*Aufgaben:*
[a] Übertrage den Satz „Im Bundestag werden wir die Höhe des Mindestlohns nicht alleine beschließen können.“ aus dem Brief zu Hartz IV und Mindestlohn ins Englische.
[b] Schreibe den Brief zu Hartz IV und Mindestlohn im Anschluss an seinen letzten Satz weiter.

*Vorliegender Text:*
⟨

Sehr geehrter Herr Schulz,

die Hartz IV Reformen haben den Arbeitsmarkt gravierend verändert. Während es früher üblich war, das Unternehmen durch übertarifliche Zulagen um Arbeitnehmer werben, sind heutige Alg 2 Empfänger in einer Form erpressbar geworden, das sie ihr Existenzminimum riskieren, wenn sie ein beliebig unterbezahltes Jobangebot ablehnen. Menschen unter 25 Jahren kann sogar die Miete sanktioniert und damit der junge Erwachsene in die Obdachlosigkeit gebracht werden. Mir ist vollkommen unverständlich, wie man dies als "Fördern und Fordern" bewerben kann.

Aufgrund dieser Entwicklung ist heute ein gesetzlicher Mindestlohn unverzichtbar geworden, und ich gebe ihnen Recht, das dieser auch einen würdevollen Lebensabend finanzieren muss. Dies ist meines Wissens auch bei den Piraten Konsens. Leider gab es in dem beschlossenen Wahlprogrammantrag Fehler in der Berechnung der Höhe des Mindestlohns, weshalb ein zu niedriger Betrag beschlossen wurde.

Im Bundestag werden wir die Höhe des Mindestlohns nicht alleine beschließen können. Um zu beginnen, die Situation zu verbessern, werde ich auch einem zu niedrigen Mindestlohn zustimmen, nachdem ein angemessener mehrheitlich abgelehnt wurde - ich werde allerdings fortgesetzt für eine angemessene Höhe kämpfen, die nach meinem heutigen Verständnis bei mindestens 10,40€ liegen sollte und unbedingt eine automatische Inflationsanpassung beinhalten muss. Der Mindestlohn muss also automatisch ohne weiteren politischen Beschluss jährlich um die Inflationsrate erhöht werden.

Die staatliche Subvention der "kapitalgedeckten" privaten Altersvorsorge lehne ich ab.

⟩

Auszüge aus einem Datensatz zur Objekterkennung:
⟨

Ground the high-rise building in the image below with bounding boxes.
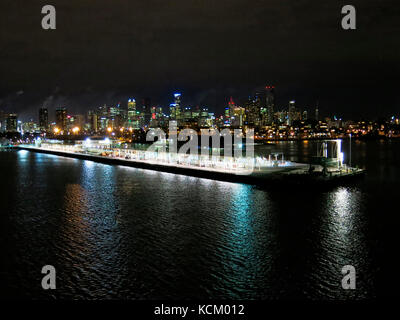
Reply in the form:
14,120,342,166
288,100,296,125
39,107,49,131
265,86,275,125
56,108,67,131
174,93,183,126
0,110,6,132
140,98,151,127
245,96,261,128
6,113,18,132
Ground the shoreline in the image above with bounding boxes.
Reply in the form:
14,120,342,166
13,146,364,189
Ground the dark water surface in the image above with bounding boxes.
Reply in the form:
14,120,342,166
0,141,400,300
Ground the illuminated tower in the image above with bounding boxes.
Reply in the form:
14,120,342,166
174,93,182,125
127,99,136,128
265,86,275,125
288,100,296,125
56,108,67,131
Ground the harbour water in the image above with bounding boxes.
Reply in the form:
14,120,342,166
0,141,400,300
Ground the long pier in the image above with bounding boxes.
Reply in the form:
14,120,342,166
14,145,364,188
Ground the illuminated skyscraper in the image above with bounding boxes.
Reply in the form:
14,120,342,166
265,86,275,125
288,100,296,125
169,93,182,126
56,108,67,131
6,113,18,132
126,99,136,128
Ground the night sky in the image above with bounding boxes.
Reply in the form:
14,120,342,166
0,0,400,120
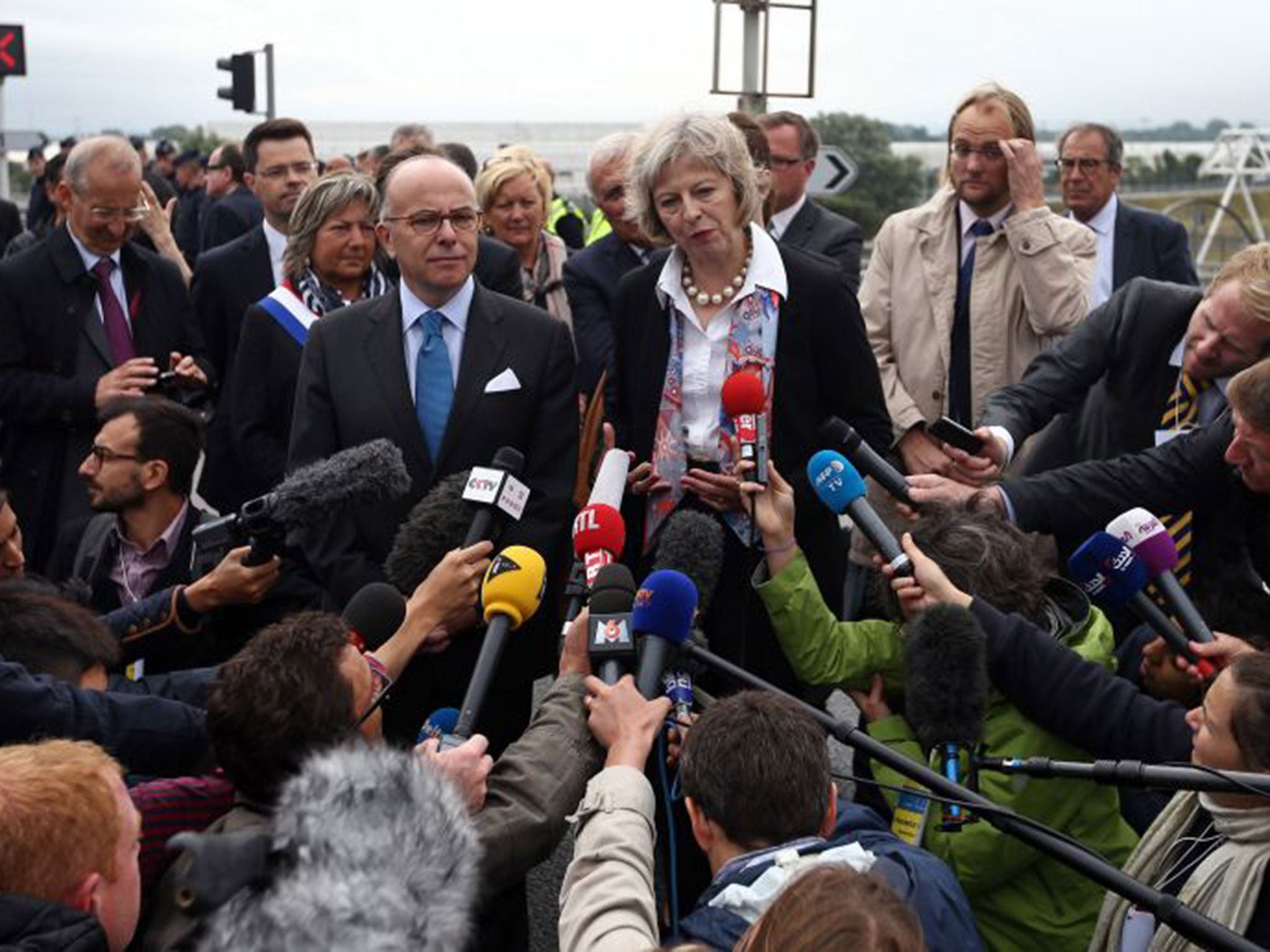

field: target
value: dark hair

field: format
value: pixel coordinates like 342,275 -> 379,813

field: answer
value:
752,109 -> 820,159
680,690 -> 829,849
1231,651 -> 1270,770
207,612 -> 355,803
877,500 -> 1049,622
0,585 -> 120,682
100,396 -> 203,496
738,863 -> 926,952
242,120 -> 314,175
437,142 -> 480,180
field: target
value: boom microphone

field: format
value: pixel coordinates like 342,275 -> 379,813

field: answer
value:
820,416 -> 921,509
383,470 -> 474,596
342,581 -> 405,651
631,569 -> 697,700
720,371 -> 767,486
464,447 -> 530,549
904,606 -> 988,830
1108,508 -> 1213,654
455,546 -> 548,740
587,562 -> 637,684
806,449 -> 913,575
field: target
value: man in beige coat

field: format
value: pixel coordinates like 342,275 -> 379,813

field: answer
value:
859,86 -> 1096,474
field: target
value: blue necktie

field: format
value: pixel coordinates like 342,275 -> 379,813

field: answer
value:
414,311 -> 455,464
949,218 -> 992,426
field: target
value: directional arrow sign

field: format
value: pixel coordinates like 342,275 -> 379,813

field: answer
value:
0,23 -> 27,79
806,146 -> 859,195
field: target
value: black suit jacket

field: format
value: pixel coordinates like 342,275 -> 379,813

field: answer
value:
0,224 -> 208,570
1111,202 -> 1199,288
781,196 -> 865,294
979,281 -> 1202,474
564,234 -> 642,395
198,184 -> 264,254
610,246 -> 892,604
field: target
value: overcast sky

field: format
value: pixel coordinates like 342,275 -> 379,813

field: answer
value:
10,0 -> 1270,134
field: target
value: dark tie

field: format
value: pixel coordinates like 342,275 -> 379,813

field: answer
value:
93,258 -> 137,367
949,218 -> 992,426
414,311 -> 455,465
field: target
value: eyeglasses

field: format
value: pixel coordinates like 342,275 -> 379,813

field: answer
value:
1054,159 -> 1111,175
87,443 -> 141,466
383,208 -> 480,235
949,142 -> 1006,162
257,162 -> 318,179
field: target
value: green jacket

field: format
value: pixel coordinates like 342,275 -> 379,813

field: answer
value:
757,553 -> 1137,952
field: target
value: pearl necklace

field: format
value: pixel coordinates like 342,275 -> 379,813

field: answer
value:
683,235 -> 755,306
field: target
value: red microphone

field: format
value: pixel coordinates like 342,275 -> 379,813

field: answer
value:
722,371 -> 767,485
573,503 -> 626,588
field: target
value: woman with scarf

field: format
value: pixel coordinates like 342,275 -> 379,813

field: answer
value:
476,146 -> 573,330
610,115 -> 890,687
222,171 -> 391,496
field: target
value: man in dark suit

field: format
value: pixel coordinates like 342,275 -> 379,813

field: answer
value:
758,112 -> 865,294
1057,122 -> 1199,307
198,142 -> 264,254
564,132 -> 652,396
0,136 -> 210,569
979,244 -> 1270,474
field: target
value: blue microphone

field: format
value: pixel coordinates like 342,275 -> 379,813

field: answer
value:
631,569 -> 697,699
806,449 -> 913,575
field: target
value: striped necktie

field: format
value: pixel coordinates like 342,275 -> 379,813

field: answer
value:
1160,372 -> 1212,588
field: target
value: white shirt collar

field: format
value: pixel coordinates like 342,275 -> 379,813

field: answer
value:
397,274 -> 476,334
66,224 -> 122,271
657,222 -> 789,315
767,192 -> 806,239
1067,192 -> 1120,237
957,198 -> 1013,237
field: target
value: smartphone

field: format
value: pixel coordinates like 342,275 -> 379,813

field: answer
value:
926,416 -> 983,456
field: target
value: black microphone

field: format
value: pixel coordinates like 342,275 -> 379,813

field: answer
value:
383,470 -> 475,596
904,606 -> 988,830
974,757 -> 1270,797
587,562 -> 637,684
464,447 -> 530,549
340,581 -> 405,651
820,416 -> 921,509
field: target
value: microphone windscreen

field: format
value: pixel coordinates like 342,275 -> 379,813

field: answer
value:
383,470 -> 476,596
720,371 -> 767,416
1108,508 -> 1177,576
653,509 -> 724,612
340,581 -> 405,651
589,562 -> 635,614
573,503 -> 626,558
631,569 -> 697,645
1067,532 -> 1147,608
806,449 -> 865,515
904,606 -> 988,749
480,546 -> 548,631
587,449 -> 631,509
269,439 -> 411,526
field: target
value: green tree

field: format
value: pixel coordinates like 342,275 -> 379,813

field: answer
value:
812,113 -> 926,236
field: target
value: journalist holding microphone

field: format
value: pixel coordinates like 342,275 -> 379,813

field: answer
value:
610,115 -> 890,684
743,467 -> 1134,952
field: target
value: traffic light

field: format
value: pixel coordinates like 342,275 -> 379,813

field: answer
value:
216,53 -> 255,113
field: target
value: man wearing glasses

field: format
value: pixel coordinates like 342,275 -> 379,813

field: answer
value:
859,85 -> 1095,474
0,136 -> 211,570
1054,122 -> 1199,307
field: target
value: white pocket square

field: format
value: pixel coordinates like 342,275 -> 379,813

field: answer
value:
485,367 -> 521,394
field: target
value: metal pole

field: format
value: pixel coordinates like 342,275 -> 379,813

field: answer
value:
264,43 -> 277,120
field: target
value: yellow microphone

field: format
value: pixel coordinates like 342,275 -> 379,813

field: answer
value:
452,546 -> 548,746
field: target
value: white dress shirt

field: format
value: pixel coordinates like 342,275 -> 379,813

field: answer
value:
657,223 -> 789,459
397,274 -> 476,400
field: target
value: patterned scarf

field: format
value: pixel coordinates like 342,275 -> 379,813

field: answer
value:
644,287 -> 781,553
295,262 -> 389,317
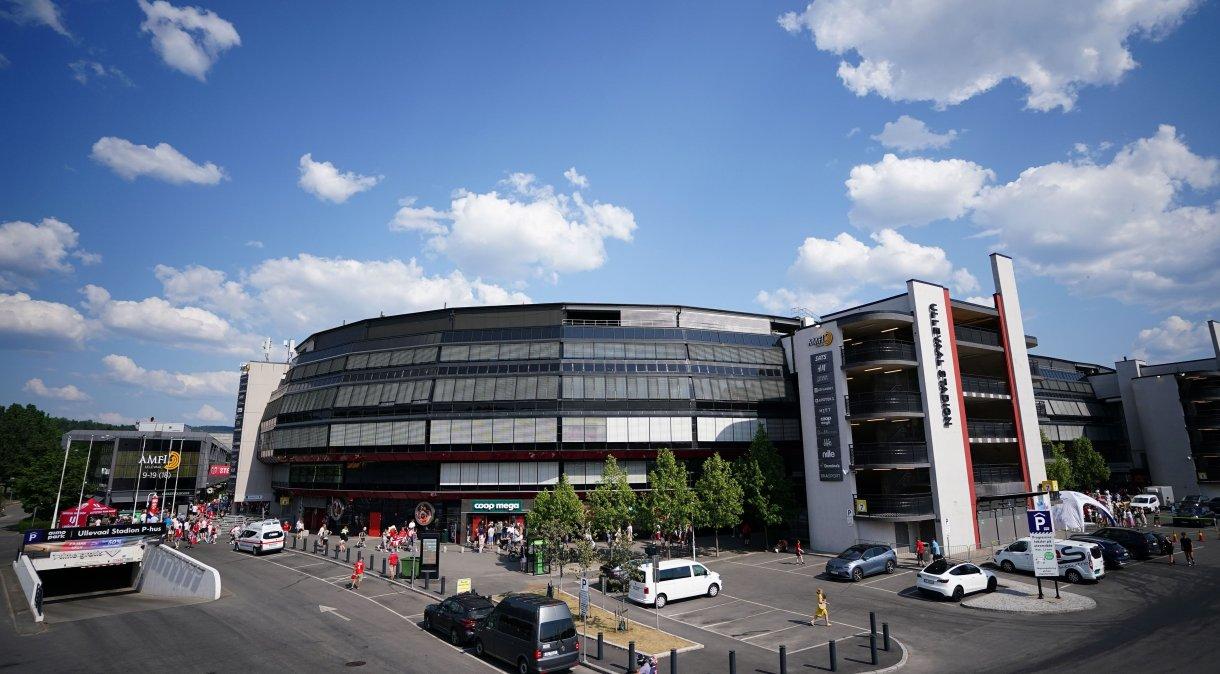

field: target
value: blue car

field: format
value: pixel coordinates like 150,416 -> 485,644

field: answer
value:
826,543 -> 898,581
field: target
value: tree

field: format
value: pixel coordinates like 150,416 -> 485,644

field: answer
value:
642,448 -> 699,549
1068,436 -> 1110,490
586,454 -> 636,535
733,426 -> 797,545
694,452 -> 744,554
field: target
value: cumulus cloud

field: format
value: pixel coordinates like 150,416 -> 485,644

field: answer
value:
845,154 -> 996,230
390,173 -> 636,280
0,293 -> 89,349
22,377 -> 89,402
755,230 -> 978,314
1135,315 -> 1215,363
0,217 -> 101,287
89,136 -> 226,184
0,0 -> 71,37
101,353 -> 240,398
872,115 -> 958,153
296,154 -> 382,204
778,0 -> 1199,110
137,0 -> 242,82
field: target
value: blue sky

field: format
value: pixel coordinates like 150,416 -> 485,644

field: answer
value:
0,0 -> 1220,424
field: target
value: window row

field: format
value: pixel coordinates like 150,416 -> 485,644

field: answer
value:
431,418 -> 558,444
334,380 -> 432,407
440,342 -> 559,363
432,376 -> 559,403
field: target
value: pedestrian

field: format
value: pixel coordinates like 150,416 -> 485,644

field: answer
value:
809,587 -> 831,628
1182,532 -> 1194,567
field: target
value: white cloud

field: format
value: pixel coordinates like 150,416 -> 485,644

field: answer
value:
89,136 -> 227,184
845,154 -> 996,230
390,173 -> 636,280
101,353 -> 240,398
872,115 -> 958,153
82,284 -> 259,354
22,379 -> 89,402
778,0 -> 1199,110
187,403 -> 229,424
1133,315 -> 1214,363
0,0 -> 71,37
564,166 -> 589,189
755,230 -> 978,314
68,61 -> 135,87
0,293 -> 89,349
0,217 -> 101,287
296,154 -> 382,204
137,0 -> 242,82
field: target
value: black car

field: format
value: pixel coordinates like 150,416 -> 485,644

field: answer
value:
1092,526 -> 1174,559
1070,534 -> 1131,569
423,592 -> 495,646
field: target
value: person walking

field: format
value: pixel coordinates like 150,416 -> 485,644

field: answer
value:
809,587 -> 831,628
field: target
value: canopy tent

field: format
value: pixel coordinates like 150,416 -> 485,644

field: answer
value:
60,498 -> 118,526
1050,491 -> 1119,530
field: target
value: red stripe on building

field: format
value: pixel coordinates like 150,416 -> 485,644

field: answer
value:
944,288 -> 982,546
992,293 -> 1030,491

⟩

*Ergebnisse:*
[a] In the Bundestag, we will not be able to decide the level of the minimum wage on our own.

[b]
Die wichtigsten Gründe hierfür:
- a) Stabilität/Sicherheit: Der Generationenvertrag, also die umlagefinanzierte Rente, ist extrem krisensicher. Solange die arbeitende Bevölkerung den Konsum der gesamten Gesellschaft produziert, können ausreichende Renten finanziert werden. In der Vergangenheit hat diese umlagefinanzierte Rente Kriege, Wirtschaftskrisen und Währungszusammenbrüche überstanden. "Kapitalgedeckte Altersvorsorge" bietet diese Sicherheit nicht. Eine größere Krise reicht aus und die "Vorsorge" ist futsch.

- b) Effizienz/Gerechtigkeit: Während die Deutsche Rentenversicherung mit einem extrem geringen Verwaltungskostenanteil auskommt, sind die Provisionen und Gebühren von "Rürup-" und "Riesterrenten" so hoch, das die meisten dieser Verträge trotz staatlicher Subventionen schlechtere Renditen abwerfen, als klassische konservative Geldanlagen ohne staatlichen Zuschuss. Damit ist der staatliche Zuschuss für diese "Alterssicherung" tatsächlich im Effekt eine reine Bankensubvention, die in ihrer Folge auch die Bildung von "Finanzblasen" unnötig befeuert.

- c) soziale Gerechtigkeit: Es ist geradezu zynisch, von Menschen, die kaum über dem Existenzminimum leben, "Verantwortung für die eigene Altersvorsorge" zu fordern. Durch die Kürzung der umlagefinanzierten Rente und Förderung der sogenannten "kapitalgedeckten privaten Altersvorsorge" wurden speziell Geringverdiener benachteiligt und Banken gefördert.

Daher fordere ich die schnellstmögliche Wiederherstellung der umlagefinanzierten Rente und Beendigung der Subvention von Banken durch "Rürup-" und "Riesterrenten".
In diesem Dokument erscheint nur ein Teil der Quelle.